## WHAT IS BEING ASKED
Please reproduce the lines of the entries below without any change, from the line containing "Mark the region of each instance of the building" through the end of the entries.
# # #
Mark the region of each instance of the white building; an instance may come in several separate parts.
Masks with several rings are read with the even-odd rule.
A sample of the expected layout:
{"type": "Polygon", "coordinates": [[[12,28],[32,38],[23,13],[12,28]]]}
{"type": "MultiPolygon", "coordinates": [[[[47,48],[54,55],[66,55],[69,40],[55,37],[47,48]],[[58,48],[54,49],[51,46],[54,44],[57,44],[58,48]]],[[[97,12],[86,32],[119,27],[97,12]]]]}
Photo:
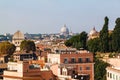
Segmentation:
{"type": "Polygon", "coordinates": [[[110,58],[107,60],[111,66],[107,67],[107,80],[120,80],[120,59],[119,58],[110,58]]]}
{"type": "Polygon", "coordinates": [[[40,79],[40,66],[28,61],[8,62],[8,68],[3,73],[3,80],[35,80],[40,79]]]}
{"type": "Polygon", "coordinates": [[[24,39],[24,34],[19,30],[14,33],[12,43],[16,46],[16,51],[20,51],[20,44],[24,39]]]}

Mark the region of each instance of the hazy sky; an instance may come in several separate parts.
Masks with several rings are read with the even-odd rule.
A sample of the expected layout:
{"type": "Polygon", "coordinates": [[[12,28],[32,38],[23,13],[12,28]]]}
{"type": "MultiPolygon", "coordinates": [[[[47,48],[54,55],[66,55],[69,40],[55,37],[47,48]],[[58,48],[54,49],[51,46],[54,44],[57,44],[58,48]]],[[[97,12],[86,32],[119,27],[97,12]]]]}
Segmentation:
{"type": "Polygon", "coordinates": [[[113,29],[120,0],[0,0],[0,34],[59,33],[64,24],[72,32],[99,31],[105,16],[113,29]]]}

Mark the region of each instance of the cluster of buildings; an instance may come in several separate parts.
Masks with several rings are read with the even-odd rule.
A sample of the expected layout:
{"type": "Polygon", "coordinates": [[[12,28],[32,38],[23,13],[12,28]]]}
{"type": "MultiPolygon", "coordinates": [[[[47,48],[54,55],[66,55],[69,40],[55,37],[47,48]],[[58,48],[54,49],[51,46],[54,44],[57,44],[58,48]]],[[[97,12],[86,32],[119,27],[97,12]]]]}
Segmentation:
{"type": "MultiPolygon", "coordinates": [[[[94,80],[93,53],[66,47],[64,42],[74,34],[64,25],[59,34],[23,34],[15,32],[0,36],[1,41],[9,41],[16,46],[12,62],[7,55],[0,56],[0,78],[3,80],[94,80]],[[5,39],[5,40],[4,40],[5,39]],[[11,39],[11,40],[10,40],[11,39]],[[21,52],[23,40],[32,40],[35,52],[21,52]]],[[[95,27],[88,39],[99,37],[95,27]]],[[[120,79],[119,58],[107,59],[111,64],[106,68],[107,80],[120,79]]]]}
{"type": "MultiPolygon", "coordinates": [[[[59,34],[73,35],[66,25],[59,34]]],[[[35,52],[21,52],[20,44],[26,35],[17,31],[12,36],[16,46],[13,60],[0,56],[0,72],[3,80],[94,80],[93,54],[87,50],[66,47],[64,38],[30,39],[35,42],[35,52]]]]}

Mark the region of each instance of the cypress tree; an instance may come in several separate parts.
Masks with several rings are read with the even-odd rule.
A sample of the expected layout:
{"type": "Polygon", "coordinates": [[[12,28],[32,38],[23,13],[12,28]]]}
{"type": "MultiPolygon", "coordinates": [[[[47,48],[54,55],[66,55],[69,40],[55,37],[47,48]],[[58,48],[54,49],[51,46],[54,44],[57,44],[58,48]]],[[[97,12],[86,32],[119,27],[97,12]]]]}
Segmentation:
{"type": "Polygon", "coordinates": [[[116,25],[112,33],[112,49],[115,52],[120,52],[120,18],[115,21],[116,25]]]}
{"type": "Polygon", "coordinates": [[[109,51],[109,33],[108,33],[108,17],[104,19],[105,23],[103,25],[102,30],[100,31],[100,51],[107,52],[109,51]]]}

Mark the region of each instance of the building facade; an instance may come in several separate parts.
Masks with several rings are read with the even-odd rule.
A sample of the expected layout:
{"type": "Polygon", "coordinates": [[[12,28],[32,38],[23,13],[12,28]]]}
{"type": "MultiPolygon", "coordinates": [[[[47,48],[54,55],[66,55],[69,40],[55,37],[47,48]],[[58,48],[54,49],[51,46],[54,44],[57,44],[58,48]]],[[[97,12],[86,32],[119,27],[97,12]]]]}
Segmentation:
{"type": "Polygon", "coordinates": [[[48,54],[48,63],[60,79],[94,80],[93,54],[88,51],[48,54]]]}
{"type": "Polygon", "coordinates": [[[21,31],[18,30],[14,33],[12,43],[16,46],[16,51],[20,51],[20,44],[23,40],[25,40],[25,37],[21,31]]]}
# # #
## ANSWER FOR THE TASK
Mark the region of each instance of the building facade; an instance may come in several separate parts.
Masks with several rings are read with the even-odd rule.
A sample of the expected layout:
{"type": "Polygon", "coordinates": [[[12,28],[32,38],[23,13],[12,28]]]}
{"type": "MultiPolygon", "coordinates": [[[[47,48],[54,55],[66,55],[69,40],[55,37],[47,48]],[[58,48],[54,49],[51,46],[54,44],[57,44],[58,48]]],[[[97,12],[86,32],[119,27],[97,12]]]]}
Segmentation:
{"type": "Polygon", "coordinates": [[[48,54],[48,63],[60,79],[94,80],[93,54],[88,51],[48,54]]]}
{"type": "Polygon", "coordinates": [[[21,31],[18,30],[14,33],[12,43],[16,46],[16,51],[20,51],[20,44],[23,40],[25,40],[25,37],[21,31]]]}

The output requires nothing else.